◆ What is required ◆
Reproduce the listing below with "smiling" switched to "laughing" everywhere it occurs, keeping every other character unchanged. Omit the pictures.

◆ Data provided ◆
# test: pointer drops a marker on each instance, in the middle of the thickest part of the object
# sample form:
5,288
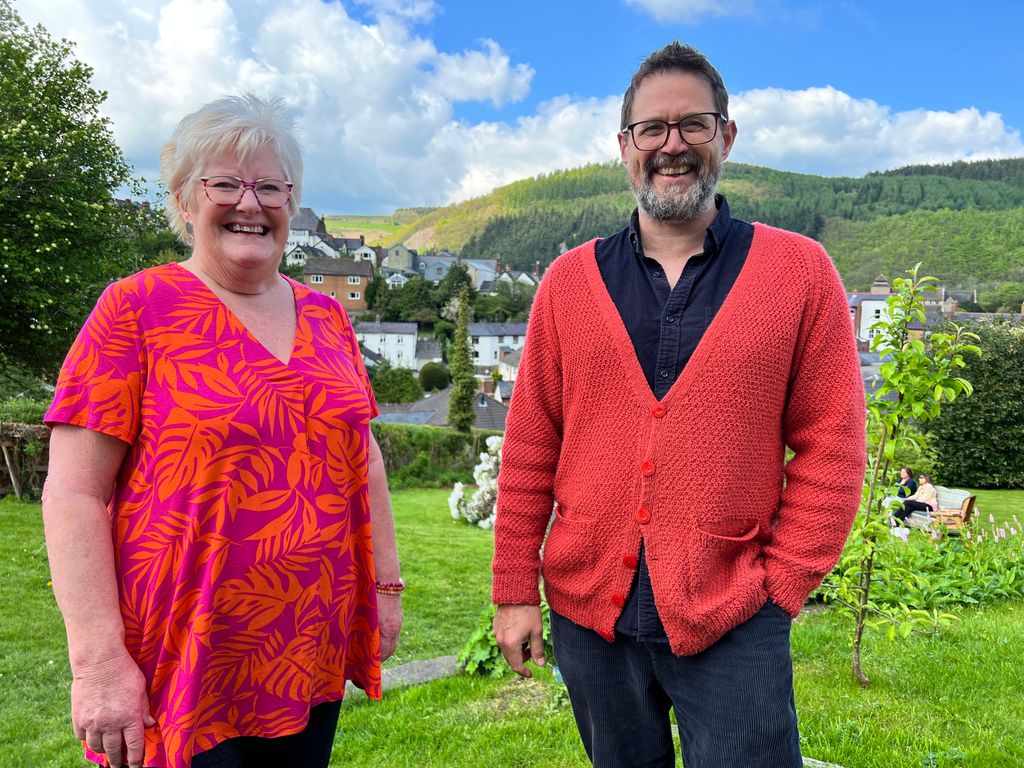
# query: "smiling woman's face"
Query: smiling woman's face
245,236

◆ Task solution ◆
# test: pointer drops a marker on each instance, in the middle of the thickest part of the object
# sample form:
5,288
# query: "laughing woman's face"
Query: laughing woman's face
245,236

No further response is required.